WHAT TO PRODUCE:
List each line in the entries below that contains the string "piece". Case counts.

TASK MATERIAL:
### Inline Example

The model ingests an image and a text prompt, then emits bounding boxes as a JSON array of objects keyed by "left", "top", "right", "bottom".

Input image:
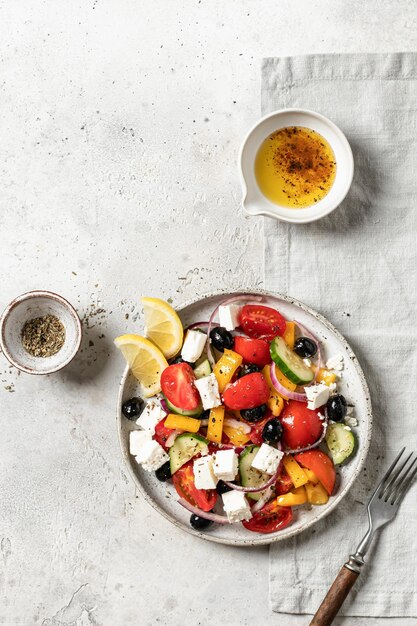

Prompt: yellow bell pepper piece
[
  {"left": 305, "top": 482, "right": 329, "bottom": 504},
  {"left": 223, "top": 424, "right": 250, "bottom": 446},
  {"left": 313, "top": 368, "right": 337, "bottom": 386},
  {"left": 164, "top": 413, "right": 201, "bottom": 433},
  {"left": 282, "top": 322, "right": 295, "bottom": 350},
  {"left": 276, "top": 487, "right": 307, "bottom": 506},
  {"left": 207, "top": 406, "right": 224, "bottom": 443},
  {"left": 303, "top": 467, "right": 320, "bottom": 485},
  {"left": 213, "top": 348, "right": 243, "bottom": 393},
  {"left": 262, "top": 365, "right": 284, "bottom": 417},
  {"left": 282, "top": 454, "right": 308, "bottom": 487}
]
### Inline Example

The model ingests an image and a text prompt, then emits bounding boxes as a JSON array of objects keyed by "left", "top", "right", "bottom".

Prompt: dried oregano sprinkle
[{"left": 22, "top": 315, "right": 65, "bottom": 358}]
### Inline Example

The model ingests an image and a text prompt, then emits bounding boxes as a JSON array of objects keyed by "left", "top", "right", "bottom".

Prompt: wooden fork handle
[{"left": 310, "top": 565, "right": 359, "bottom": 626}]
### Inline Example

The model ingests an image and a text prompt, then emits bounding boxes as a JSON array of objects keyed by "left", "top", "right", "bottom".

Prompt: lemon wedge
[
  {"left": 114, "top": 334, "right": 168, "bottom": 398},
  {"left": 141, "top": 298, "right": 184, "bottom": 359}
]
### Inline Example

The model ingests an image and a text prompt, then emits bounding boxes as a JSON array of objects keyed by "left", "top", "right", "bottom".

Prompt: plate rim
[{"left": 116, "top": 289, "right": 373, "bottom": 547}]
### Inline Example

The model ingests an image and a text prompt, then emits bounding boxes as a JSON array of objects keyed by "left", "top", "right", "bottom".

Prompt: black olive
[
  {"left": 216, "top": 480, "right": 232, "bottom": 496},
  {"left": 155, "top": 461, "right": 171, "bottom": 483},
  {"left": 262, "top": 419, "right": 283, "bottom": 443},
  {"left": 294, "top": 337, "right": 317, "bottom": 359},
  {"left": 210, "top": 326, "right": 234, "bottom": 352},
  {"left": 240, "top": 404, "right": 267, "bottom": 422},
  {"left": 190, "top": 513, "right": 213, "bottom": 530},
  {"left": 238, "top": 363, "right": 261, "bottom": 378},
  {"left": 326, "top": 394, "right": 347, "bottom": 422},
  {"left": 122, "top": 398, "right": 143, "bottom": 420}
]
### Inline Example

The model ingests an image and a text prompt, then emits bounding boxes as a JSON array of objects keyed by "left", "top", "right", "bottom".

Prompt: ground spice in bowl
[{"left": 22, "top": 315, "right": 65, "bottom": 358}]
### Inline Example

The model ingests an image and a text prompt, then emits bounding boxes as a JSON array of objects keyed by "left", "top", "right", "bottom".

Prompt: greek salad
[{"left": 115, "top": 295, "right": 357, "bottom": 533}]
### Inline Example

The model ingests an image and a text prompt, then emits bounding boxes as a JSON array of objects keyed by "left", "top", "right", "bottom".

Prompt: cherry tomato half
[
  {"left": 242, "top": 499, "right": 292, "bottom": 534},
  {"left": 161, "top": 363, "right": 200, "bottom": 411},
  {"left": 172, "top": 460, "right": 217, "bottom": 511},
  {"left": 223, "top": 370, "right": 269, "bottom": 411},
  {"left": 240, "top": 304, "right": 287, "bottom": 338},
  {"left": 294, "top": 450, "right": 336, "bottom": 496},
  {"left": 279, "top": 400, "right": 323, "bottom": 450},
  {"left": 233, "top": 336, "right": 271, "bottom": 367}
]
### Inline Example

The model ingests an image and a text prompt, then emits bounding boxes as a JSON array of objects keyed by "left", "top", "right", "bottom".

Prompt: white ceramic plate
[{"left": 117, "top": 291, "right": 372, "bottom": 546}]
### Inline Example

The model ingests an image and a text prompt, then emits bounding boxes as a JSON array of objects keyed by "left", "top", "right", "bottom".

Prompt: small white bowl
[
  {"left": 239, "top": 109, "right": 354, "bottom": 224},
  {"left": 0, "top": 291, "right": 82, "bottom": 374}
]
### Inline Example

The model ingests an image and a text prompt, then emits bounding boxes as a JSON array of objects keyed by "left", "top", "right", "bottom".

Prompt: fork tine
[
  {"left": 391, "top": 459, "right": 417, "bottom": 505},
  {"left": 369, "top": 447, "right": 405, "bottom": 502},
  {"left": 379, "top": 452, "right": 413, "bottom": 502}
]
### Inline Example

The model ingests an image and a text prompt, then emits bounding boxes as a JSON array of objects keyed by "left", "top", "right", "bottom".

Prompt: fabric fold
[{"left": 262, "top": 53, "right": 417, "bottom": 617}]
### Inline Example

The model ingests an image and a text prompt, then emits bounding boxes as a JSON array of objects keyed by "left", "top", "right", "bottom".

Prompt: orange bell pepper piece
[
  {"left": 213, "top": 348, "right": 243, "bottom": 393},
  {"left": 164, "top": 413, "right": 201, "bottom": 433},
  {"left": 305, "top": 482, "right": 329, "bottom": 504},
  {"left": 282, "top": 454, "right": 309, "bottom": 487},
  {"left": 282, "top": 322, "right": 295, "bottom": 350}
]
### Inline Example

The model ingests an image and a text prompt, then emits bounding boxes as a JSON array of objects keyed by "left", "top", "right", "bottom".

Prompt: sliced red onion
[
  {"left": 178, "top": 498, "right": 230, "bottom": 524},
  {"left": 294, "top": 320, "right": 322, "bottom": 387},
  {"left": 270, "top": 362, "right": 307, "bottom": 402},
  {"left": 284, "top": 420, "right": 328, "bottom": 454},
  {"left": 224, "top": 417, "right": 252, "bottom": 435},
  {"left": 184, "top": 322, "right": 209, "bottom": 330},
  {"left": 251, "top": 487, "right": 274, "bottom": 513},
  {"left": 207, "top": 294, "right": 263, "bottom": 367},
  {"left": 224, "top": 463, "right": 281, "bottom": 493},
  {"left": 159, "top": 398, "right": 170, "bottom": 415},
  {"left": 165, "top": 428, "right": 184, "bottom": 448}
]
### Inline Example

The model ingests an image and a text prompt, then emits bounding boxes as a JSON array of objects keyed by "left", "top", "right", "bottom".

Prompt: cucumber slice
[
  {"left": 169, "top": 433, "right": 208, "bottom": 474},
  {"left": 326, "top": 424, "right": 355, "bottom": 465},
  {"left": 162, "top": 394, "right": 203, "bottom": 417},
  {"left": 194, "top": 359, "right": 211, "bottom": 378},
  {"left": 239, "top": 445, "right": 271, "bottom": 500},
  {"left": 269, "top": 337, "right": 314, "bottom": 385}
]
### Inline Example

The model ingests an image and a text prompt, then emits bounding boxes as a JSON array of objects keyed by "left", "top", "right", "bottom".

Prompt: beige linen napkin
[{"left": 262, "top": 53, "right": 417, "bottom": 623}]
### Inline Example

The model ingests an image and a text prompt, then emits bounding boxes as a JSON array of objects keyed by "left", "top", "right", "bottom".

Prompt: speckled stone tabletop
[{"left": 0, "top": 0, "right": 417, "bottom": 626}]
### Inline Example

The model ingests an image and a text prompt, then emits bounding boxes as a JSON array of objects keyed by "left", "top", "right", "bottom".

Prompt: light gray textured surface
[{"left": 0, "top": 0, "right": 417, "bottom": 626}]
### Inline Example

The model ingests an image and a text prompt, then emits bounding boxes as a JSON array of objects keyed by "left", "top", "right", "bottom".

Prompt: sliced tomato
[
  {"left": 223, "top": 372, "right": 269, "bottom": 411},
  {"left": 275, "top": 469, "right": 294, "bottom": 496},
  {"left": 242, "top": 498, "right": 292, "bottom": 534},
  {"left": 279, "top": 400, "right": 323, "bottom": 450},
  {"left": 250, "top": 411, "right": 272, "bottom": 445},
  {"left": 172, "top": 461, "right": 217, "bottom": 511},
  {"left": 294, "top": 450, "right": 336, "bottom": 496},
  {"left": 161, "top": 363, "right": 200, "bottom": 411},
  {"left": 239, "top": 304, "right": 287, "bottom": 338},
  {"left": 233, "top": 336, "right": 271, "bottom": 367},
  {"left": 153, "top": 417, "right": 173, "bottom": 450}
]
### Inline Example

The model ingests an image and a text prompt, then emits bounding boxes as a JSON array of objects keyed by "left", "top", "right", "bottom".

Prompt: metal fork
[{"left": 310, "top": 448, "right": 417, "bottom": 626}]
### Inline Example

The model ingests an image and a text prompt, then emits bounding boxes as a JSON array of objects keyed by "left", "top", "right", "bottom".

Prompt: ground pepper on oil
[{"left": 255, "top": 126, "right": 336, "bottom": 209}]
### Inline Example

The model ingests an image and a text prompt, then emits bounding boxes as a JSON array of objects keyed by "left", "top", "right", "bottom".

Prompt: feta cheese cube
[
  {"left": 213, "top": 450, "right": 238, "bottom": 480},
  {"left": 304, "top": 383, "right": 335, "bottom": 411},
  {"left": 222, "top": 489, "right": 252, "bottom": 524},
  {"left": 251, "top": 443, "right": 284, "bottom": 476},
  {"left": 194, "top": 373, "right": 222, "bottom": 411},
  {"left": 135, "top": 439, "right": 169, "bottom": 472},
  {"left": 181, "top": 330, "right": 207, "bottom": 363},
  {"left": 129, "top": 430, "right": 152, "bottom": 456},
  {"left": 136, "top": 401, "right": 165, "bottom": 435},
  {"left": 326, "top": 354, "right": 344, "bottom": 372},
  {"left": 219, "top": 304, "right": 240, "bottom": 330},
  {"left": 193, "top": 456, "right": 218, "bottom": 489}
]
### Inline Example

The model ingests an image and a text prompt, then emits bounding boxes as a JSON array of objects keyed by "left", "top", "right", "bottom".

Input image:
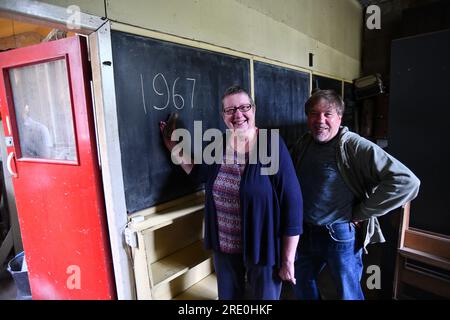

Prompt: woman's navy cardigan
[{"left": 189, "top": 133, "right": 303, "bottom": 267}]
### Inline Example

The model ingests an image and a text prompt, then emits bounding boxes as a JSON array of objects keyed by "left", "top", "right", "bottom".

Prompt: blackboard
[
  {"left": 254, "top": 62, "right": 310, "bottom": 148},
  {"left": 111, "top": 31, "right": 250, "bottom": 213},
  {"left": 342, "top": 82, "right": 356, "bottom": 131},
  {"left": 389, "top": 30, "right": 450, "bottom": 236},
  {"left": 312, "top": 74, "right": 342, "bottom": 97}
]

SOLUTION FOR THIS EXERCISE:
Prompt: yellow bell pepper piece
Prompt: orange bell pepper piece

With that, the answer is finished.